■ **Records supplied**:
"""
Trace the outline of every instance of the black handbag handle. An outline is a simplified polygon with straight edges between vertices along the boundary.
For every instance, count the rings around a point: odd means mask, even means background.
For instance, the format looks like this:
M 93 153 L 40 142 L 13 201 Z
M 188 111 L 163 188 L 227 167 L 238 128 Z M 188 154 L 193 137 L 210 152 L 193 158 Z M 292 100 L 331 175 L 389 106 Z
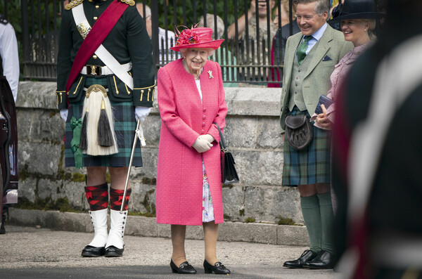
"""
■ **What is being asked**:
Put each line of the listing above into a JSON list of strings, one string per line, with blank lines dropped. Leave the picture out.

■ **Expected answer**:
[
  "Trace the outline of every instance of the black handbag handle. An outline is a simplified polygon with straight edges between vertices along the boundary.",
  "For every instance, count the rings around a point: odd means mask, even means background.",
  "For instance, the format looks like this:",
  "M 93 153 L 40 142 L 13 201 Z",
  "M 188 111 L 163 188 L 227 167 L 238 128 Z M 188 154 L 193 137 L 210 152 L 193 158 Z M 292 100 L 331 175 L 389 106 Z"
]